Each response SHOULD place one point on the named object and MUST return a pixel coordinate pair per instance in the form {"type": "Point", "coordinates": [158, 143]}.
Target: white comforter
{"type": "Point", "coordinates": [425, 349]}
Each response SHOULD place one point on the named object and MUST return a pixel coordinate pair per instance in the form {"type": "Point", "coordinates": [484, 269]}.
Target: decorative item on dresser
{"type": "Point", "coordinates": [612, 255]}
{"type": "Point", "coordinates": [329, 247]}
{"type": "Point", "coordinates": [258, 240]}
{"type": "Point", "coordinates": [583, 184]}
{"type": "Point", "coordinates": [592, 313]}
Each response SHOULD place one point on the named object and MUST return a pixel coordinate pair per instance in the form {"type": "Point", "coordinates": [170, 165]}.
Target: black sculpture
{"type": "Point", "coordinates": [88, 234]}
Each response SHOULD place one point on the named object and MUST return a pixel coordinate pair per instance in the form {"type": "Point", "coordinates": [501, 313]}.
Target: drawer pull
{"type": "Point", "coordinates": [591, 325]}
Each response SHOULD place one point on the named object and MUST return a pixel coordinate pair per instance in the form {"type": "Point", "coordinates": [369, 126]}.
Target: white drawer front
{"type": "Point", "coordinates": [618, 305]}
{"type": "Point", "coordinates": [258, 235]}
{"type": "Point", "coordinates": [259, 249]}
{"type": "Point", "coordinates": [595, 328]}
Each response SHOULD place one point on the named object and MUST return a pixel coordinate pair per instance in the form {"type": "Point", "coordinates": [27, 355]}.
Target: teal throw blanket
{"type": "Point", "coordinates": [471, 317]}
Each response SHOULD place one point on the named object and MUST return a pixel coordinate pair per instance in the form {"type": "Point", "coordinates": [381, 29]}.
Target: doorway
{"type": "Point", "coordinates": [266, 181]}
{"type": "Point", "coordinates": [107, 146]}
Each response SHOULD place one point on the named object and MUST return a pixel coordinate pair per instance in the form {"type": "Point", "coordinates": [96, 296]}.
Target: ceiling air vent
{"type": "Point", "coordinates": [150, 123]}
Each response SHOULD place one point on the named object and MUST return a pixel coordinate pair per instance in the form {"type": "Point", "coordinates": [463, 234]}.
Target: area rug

## Given task
How many lines in the records above contain the string "drawer"? Reply with the number alone.

## Response for this exercise
2